Objective 1:
Please format the records from the line containing "Presence check — any white" through the line containing "xmin=458 ymin=243 xmax=536 ymax=269" as a Markdown table with the columns Row and Line. Give each line its own numbered row and leave out blank lines.

Re: [PATCH] vfs: partially sanitize i_state zeroing on inode creation

Jan Kara <jack@xxxxxxx> · Tue, 11 Jun 2024 12:02:22 +0200

On Tue 11-06-24 06:15:40, Mateusz Guzik wrote:
> new_inode used to have the following:
> 	spin_lock(&inode_lock);
> 	inodes_stat.nr_inodes++;
> 	list_add(&inode->i_list, &inode_in_use);
> 	list_add(&inode->i_sb_list, &sb->s_inodes);
> 	inode->i_ino = ++last_ino;
> 	inode->i_state = 0;
> 	spin_unlock(&inode_lock);
> 
> over time things disappeared, got moved around or got replaced (global
> inode lock with a per-inode lock), eventually this got reduced to:
> 	spin_lock(&inode->i_lock);
> 	inode->i_state = 0;
> 	spin_unlock(&inode->i_lock);
> 
> But the lock acquire here does not synchronize against anyone.
> 
> Additionally iget5_locked performs i_state = 0 assignment without any
> locks to begin with and the two combined look confusing at best.
> 
> It looks like the current state is a leftover which was not cleaned up.
> 
> Ideally it would be an invariant that i_state == 0 to begin with, but
> achieving that would require dealing with all filesystem alloc handlers
> one by one.
> 
> In the meantime drop the misleading locking and move i_state zeroing to
> alloc_inode so that others don't need to deal with it by hand.
> 
> Signed-off-by: Mateusz Guzik <mjguzik@xxxxxxxxx>

Good point. But the initialization would seem more natural in
inode_init_always(), wouldn't it? And that will also address your "FIXME"
comment.

								Honza

> ---
> 
> I diffed this against fs-next + my inode hash patch as it adds one
> i_state = 0 case. Should that patch not be accepted this bit can be
> easily dropped from this one.

Objective 2:
Quote the part of the patch discussion that opens with the words "Good point. But" and closes with the words "from this one.".

Coordinate annotation records
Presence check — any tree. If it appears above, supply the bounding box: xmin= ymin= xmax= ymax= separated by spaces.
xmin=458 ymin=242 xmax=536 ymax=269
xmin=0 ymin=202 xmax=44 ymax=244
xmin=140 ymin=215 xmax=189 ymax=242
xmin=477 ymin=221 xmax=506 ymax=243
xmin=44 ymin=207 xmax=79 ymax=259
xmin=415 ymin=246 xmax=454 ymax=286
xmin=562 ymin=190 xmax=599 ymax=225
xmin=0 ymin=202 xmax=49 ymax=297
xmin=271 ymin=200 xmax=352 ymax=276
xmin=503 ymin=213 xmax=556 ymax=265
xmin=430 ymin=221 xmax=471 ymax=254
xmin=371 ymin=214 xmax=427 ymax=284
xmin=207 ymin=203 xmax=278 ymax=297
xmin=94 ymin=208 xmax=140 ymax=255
---
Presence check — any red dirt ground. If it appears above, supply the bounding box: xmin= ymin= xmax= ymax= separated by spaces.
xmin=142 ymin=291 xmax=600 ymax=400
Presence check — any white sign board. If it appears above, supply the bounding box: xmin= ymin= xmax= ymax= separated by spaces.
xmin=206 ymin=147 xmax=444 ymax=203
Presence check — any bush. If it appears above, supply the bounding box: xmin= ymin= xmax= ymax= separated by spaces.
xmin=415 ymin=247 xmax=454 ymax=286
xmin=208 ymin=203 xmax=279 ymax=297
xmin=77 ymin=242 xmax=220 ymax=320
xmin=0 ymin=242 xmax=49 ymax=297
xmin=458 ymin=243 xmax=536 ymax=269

Exercise solution 1:
| Row | Line |
|---|---|
| 1 | Presence check — any white sign board. If it appears above, supply the bounding box: xmin= ymin= xmax= ymax= separated by spaces. |
| 2 | xmin=206 ymin=147 xmax=444 ymax=203 |
| 3 | Presence check — any bush. If it appears above, supply the bounding box: xmin= ymin= xmax= ymax= separated by spaces. |
| 4 | xmin=415 ymin=247 xmax=454 ymax=286 |
| 5 | xmin=208 ymin=203 xmax=279 ymax=297 |
| 6 | xmin=77 ymin=242 xmax=220 ymax=320 |
| 7 | xmin=0 ymin=242 xmax=49 ymax=297 |
| 8 | xmin=458 ymin=243 xmax=536 ymax=269 |

Exercise solution 2:
Good point. But the initialization would seem more natural in
inode_init_always(), wouldn't it? And that will also address your "FIXME"
comment.

								Honza

> ---
> 
> I diffed this against fs-next + my inode hash patch as it adds one
> i_state = 0 case. Should that patch not be accepted this bit can be
> easily dropped from this one.